### [WORK TO COMPLETE]
All of the data that follows should be retyped exactly, please, except the pictures.

BEGIN DATA SHOWN

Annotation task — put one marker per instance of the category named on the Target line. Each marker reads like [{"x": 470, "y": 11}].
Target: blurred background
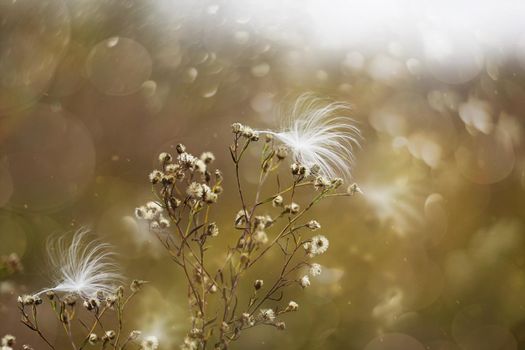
[{"x": 431, "y": 256}]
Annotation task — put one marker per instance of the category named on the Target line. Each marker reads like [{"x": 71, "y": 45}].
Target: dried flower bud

END DATA SHOWN

### [TASK SOLUTION]
Annotation task — put one marker per instance of the category named on the Target line. Each marker reads like [{"x": 470, "y": 11}].
Target: blurred background
[{"x": 431, "y": 256}]
Annotation task — put one marker per instance of the category named on the Target line. Each marker reads like [{"x": 71, "y": 45}].
Target: dried flower bud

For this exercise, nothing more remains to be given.